[start Records for processing]
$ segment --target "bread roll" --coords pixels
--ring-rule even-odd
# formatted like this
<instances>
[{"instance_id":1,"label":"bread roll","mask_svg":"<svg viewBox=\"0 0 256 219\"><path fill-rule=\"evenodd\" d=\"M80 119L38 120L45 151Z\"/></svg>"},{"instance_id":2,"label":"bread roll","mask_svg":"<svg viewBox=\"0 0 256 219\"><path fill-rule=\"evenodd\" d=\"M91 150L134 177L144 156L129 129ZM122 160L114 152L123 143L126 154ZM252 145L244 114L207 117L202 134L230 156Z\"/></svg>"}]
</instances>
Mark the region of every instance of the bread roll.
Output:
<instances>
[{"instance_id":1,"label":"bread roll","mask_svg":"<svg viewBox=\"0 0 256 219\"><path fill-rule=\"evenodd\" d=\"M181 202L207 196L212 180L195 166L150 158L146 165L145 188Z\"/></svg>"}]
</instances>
[end Records for processing]
**Goal of the exercise**
Please quote all of the material above, line for line and without any change.

**Response to the exercise**
$ segment --target "bread roll" --coords pixels
--ring-rule even-odd
# formatted like this
<instances>
[{"instance_id":1,"label":"bread roll","mask_svg":"<svg viewBox=\"0 0 256 219\"><path fill-rule=\"evenodd\" d=\"M80 119L38 120L45 151Z\"/></svg>"},{"instance_id":2,"label":"bread roll","mask_svg":"<svg viewBox=\"0 0 256 219\"><path fill-rule=\"evenodd\" d=\"M91 150L134 177L144 156L129 129ZM122 160L114 152L123 143L126 154ZM252 145L244 114L207 117L202 134L230 156Z\"/></svg>"}]
</instances>
Mark the region of every instance of the bread roll.
Output:
<instances>
[{"instance_id":1,"label":"bread roll","mask_svg":"<svg viewBox=\"0 0 256 219\"><path fill-rule=\"evenodd\" d=\"M181 202L207 196L212 180L195 166L150 158L146 165L145 188Z\"/></svg>"}]
</instances>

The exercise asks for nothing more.